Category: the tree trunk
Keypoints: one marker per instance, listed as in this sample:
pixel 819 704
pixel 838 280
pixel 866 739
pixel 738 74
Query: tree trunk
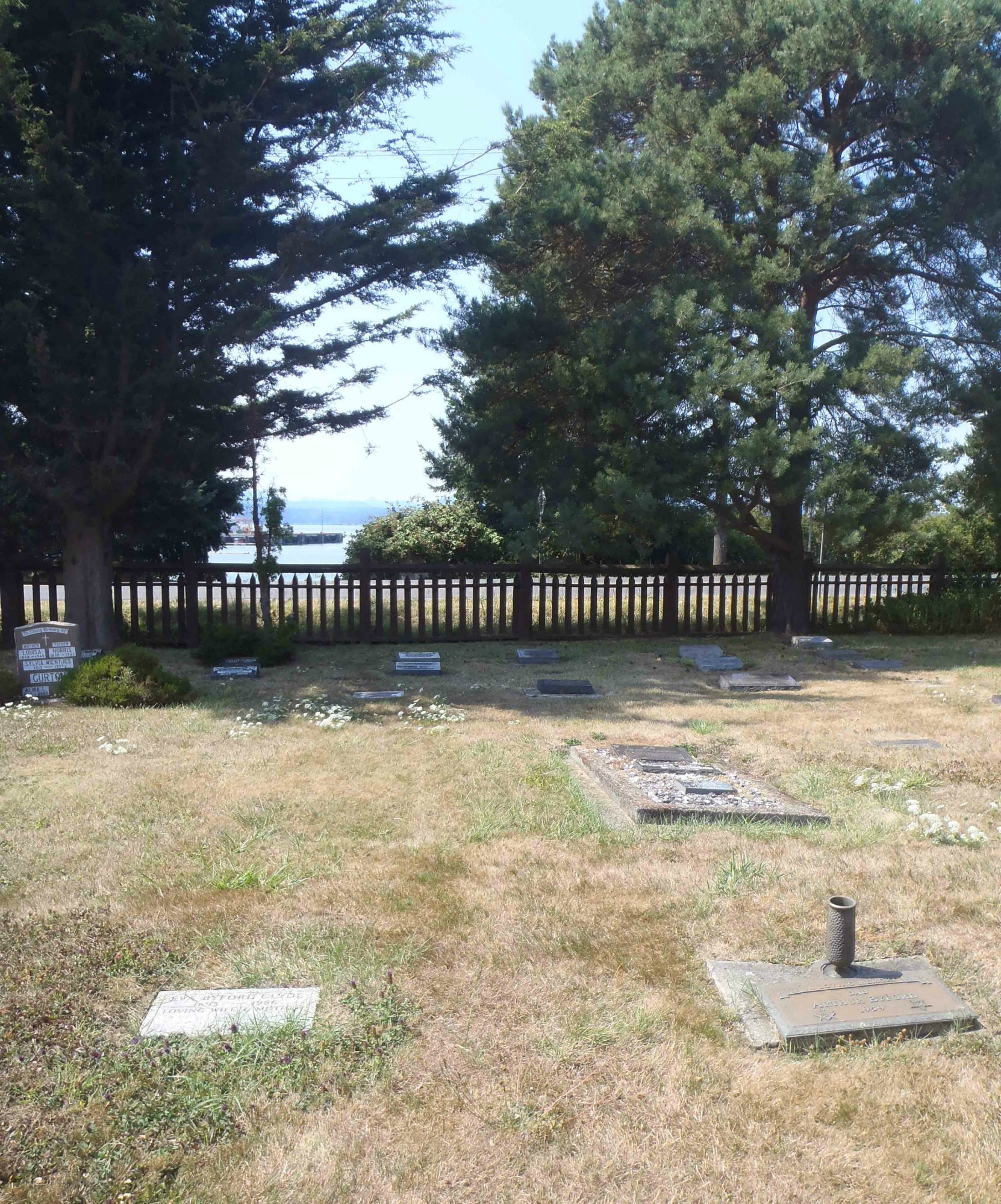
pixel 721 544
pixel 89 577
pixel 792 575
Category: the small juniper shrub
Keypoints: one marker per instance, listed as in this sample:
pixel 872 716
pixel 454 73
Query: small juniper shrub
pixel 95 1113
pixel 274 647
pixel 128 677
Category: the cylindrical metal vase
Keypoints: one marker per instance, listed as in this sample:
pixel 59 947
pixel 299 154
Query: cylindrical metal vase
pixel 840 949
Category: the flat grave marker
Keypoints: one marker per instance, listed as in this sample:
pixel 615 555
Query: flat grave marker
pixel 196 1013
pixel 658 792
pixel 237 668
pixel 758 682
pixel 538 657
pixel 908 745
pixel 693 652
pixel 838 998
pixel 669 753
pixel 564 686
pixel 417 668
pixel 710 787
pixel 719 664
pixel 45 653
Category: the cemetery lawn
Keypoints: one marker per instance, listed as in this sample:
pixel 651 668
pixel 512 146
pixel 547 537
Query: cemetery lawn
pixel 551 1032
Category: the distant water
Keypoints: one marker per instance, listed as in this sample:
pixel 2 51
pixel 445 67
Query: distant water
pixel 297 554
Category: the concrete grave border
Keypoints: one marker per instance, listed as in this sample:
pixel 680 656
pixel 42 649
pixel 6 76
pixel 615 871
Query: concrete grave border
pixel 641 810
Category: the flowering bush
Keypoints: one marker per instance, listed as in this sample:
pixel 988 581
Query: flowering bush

## Required work
Would you restate the listing word for word and leave every picture out?

## Task output
Category: the tree trunk
Keypoints: one marker per instance, listed as in this sample:
pixel 819 704
pixel 838 280
pixel 866 739
pixel 738 74
Query: tree trunk
pixel 721 544
pixel 89 577
pixel 792 575
Category: the small juniper shrub
Keypoints: one marker per instance, listed as in this sample:
pixel 872 716
pixel 454 73
Query: small juniper shrub
pixel 95 1113
pixel 274 647
pixel 128 677
Category: the cylindrical metal vase
Keypoints: one marker per instance, listed as in this sample:
pixel 59 947
pixel 299 154
Query: cylindrical metal vase
pixel 840 949
Category: the flat grave marker
Keypoints: one marker per instance, listed as in this sample:
pixel 615 555
Query: flat grave marker
pixel 196 1013
pixel 658 792
pixel 237 668
pixel 758 682
pixel 538 657
pixel 908 745
pixel 693 652
pixel 838 998
pixel 669 753
pixel 564 686
pixel 417 668
pixel 710 787
pixel 719 664
pixel 45 653
Category: the cemetery lawn
Keypoints: one marker per instance, listed as in this sample:
pixel 651 668
pixel 512 146
pixel 547 537
Query: cemetery lawn
pixel 551 1032
Category: the distant water
Keypoints: one marker per instance, listed as in this sample:
pixel 2 51
pixel 445 67
Query: distant water
pixel 297 554
Category: the concrete grave border
Keypoints: one marker per instance, listed as in this sample:
pixel 680 656
pixel 42 649
pixel 6 76
pixel 615 871
Query: concrete grave border
pixel 641 810
Category: the flowering bush
Keypoints: one marker per instance, listed as in this sample:
pixel 988 581
Query: flowering bush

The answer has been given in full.